**OBJECTIVE:** Reproduce every one of the entries below, requests included, but scale each coordinate in their answers by 2.45 and round it to a whole number, with halves going up. Omit the pictures.

**TASK INPUTS:**
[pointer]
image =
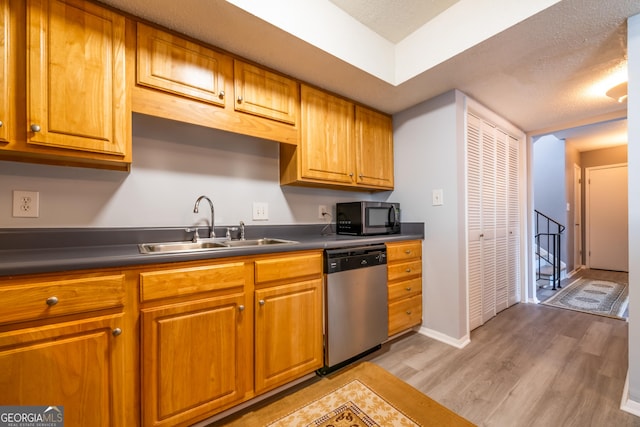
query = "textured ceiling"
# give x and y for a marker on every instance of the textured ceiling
(394, 19)
(537, 73)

**WRITTEN SOLUTION:**
[pointer]
image =
query = "textured ceiling"
# give x and y for a marker on every instance of the textured ceiling
(965, 47)
(1316, 179)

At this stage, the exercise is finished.